Starting with the line containing "Target: purple championship banner" and going on through the line containing "(1006, 397)", return the lines of the data below exactly, and only those.

[Referring expression data]
○ ○ ○ ○ ○

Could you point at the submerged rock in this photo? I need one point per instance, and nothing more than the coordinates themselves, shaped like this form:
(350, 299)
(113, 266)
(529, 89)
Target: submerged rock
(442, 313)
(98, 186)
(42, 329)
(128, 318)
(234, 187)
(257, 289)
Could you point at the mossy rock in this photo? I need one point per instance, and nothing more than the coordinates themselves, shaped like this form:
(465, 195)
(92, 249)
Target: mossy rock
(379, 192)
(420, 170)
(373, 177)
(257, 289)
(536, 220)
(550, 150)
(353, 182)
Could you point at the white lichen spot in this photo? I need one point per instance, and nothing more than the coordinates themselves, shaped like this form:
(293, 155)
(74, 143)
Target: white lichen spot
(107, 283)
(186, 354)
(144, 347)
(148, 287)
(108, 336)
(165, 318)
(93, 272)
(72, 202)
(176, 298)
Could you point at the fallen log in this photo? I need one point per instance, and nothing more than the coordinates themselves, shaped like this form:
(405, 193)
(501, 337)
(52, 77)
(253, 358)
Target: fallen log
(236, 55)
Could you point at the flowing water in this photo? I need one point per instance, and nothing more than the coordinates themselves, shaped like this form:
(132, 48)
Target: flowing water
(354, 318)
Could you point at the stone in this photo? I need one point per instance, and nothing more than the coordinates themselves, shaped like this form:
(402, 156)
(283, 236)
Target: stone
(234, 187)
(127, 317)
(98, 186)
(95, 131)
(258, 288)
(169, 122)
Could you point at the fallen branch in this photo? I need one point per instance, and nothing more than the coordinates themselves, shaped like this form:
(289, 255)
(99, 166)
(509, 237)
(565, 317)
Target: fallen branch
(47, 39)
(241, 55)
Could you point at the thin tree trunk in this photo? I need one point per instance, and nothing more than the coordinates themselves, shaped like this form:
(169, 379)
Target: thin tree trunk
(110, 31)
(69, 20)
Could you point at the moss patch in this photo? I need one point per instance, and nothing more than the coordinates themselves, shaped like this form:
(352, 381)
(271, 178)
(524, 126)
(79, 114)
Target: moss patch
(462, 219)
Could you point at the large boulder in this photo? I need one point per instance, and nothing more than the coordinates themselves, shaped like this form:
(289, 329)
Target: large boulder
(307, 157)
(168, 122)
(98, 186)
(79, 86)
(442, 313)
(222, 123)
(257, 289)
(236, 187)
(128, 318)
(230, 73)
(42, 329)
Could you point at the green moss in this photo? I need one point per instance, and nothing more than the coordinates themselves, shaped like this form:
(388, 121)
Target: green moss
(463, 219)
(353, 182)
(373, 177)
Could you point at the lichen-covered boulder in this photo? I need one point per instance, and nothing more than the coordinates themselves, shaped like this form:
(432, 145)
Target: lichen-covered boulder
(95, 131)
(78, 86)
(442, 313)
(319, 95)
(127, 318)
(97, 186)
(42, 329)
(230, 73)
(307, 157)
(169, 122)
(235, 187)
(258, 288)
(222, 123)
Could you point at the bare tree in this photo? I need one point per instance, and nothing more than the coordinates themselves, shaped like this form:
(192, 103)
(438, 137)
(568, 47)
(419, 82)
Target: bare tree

○ ○ ○ ○ ○

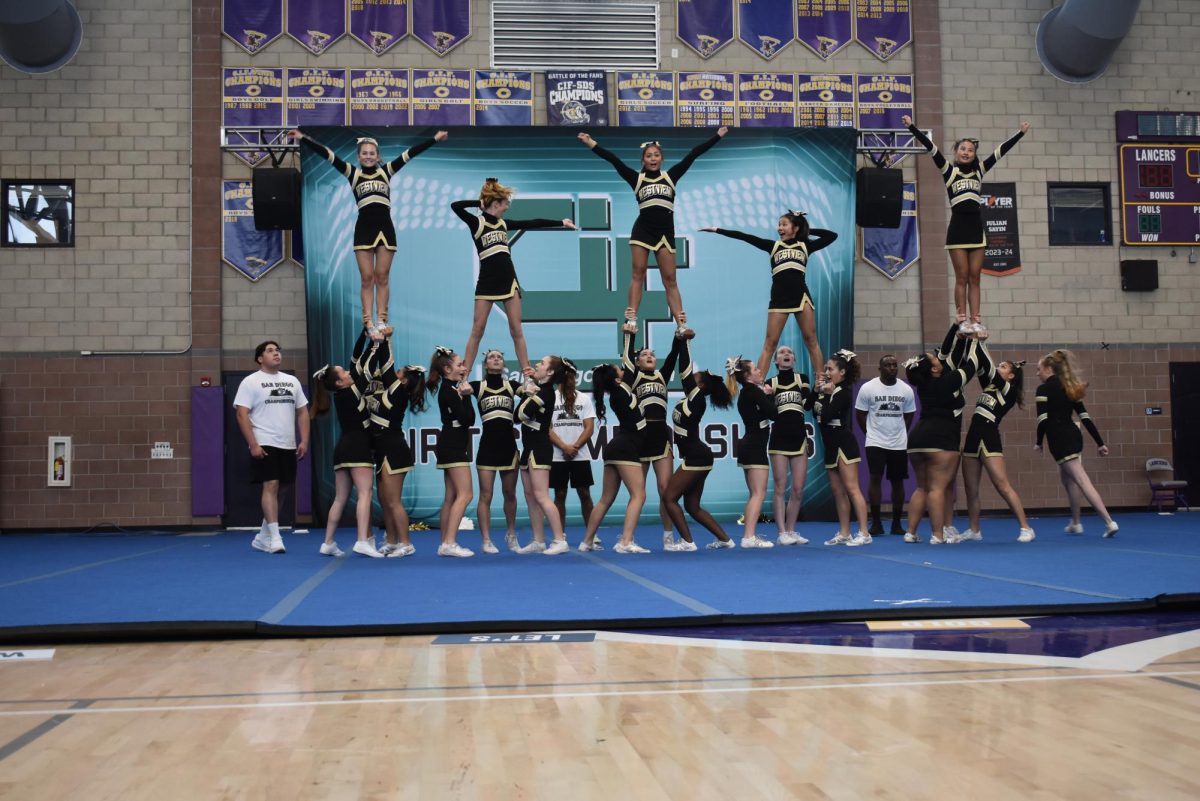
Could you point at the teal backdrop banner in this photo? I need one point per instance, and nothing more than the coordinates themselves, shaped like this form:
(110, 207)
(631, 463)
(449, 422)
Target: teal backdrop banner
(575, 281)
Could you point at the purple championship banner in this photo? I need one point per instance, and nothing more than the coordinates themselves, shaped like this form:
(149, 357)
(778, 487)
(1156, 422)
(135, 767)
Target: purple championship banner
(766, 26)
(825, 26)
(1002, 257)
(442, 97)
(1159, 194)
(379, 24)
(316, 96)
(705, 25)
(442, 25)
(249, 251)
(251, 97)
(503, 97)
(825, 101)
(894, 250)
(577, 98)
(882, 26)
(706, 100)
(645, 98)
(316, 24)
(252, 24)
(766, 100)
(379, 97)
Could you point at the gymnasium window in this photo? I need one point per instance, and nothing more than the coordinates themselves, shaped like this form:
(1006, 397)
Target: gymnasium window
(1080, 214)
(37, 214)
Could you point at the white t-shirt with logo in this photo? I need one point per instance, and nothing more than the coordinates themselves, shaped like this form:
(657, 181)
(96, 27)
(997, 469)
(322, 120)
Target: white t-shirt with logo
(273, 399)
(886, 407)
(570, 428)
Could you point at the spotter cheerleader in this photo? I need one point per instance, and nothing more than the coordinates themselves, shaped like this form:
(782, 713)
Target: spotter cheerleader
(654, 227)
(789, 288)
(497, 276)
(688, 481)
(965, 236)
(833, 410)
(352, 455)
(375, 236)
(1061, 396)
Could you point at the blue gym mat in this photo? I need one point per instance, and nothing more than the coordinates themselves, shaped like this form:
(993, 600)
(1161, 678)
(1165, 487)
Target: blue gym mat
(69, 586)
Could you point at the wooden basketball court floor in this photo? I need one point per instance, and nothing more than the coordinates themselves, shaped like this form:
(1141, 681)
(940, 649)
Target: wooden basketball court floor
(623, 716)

○ ○ ○ ○ ○

● Answer section:
Target: purple championship banner
(766, 26)
(825, 26)
(1002, 257)
(442, 97)
(1159, 194)
(379, 24)
(316, 96)
(705, 25)
(442, 25)
(249, 251)
(251, 97)
(503, 97)
(825, 101)
(894, 250)
(577, 98)
(882, 26)
(706, 100)
(645, 98)
(316, 24)
(252, 24)
(766, 100)
(379, 97)
Could you point at the gymnasium window in this photo? I need one point per instance, and nothing more than the coordinates themselves, shaped like this form:
(1006, 397)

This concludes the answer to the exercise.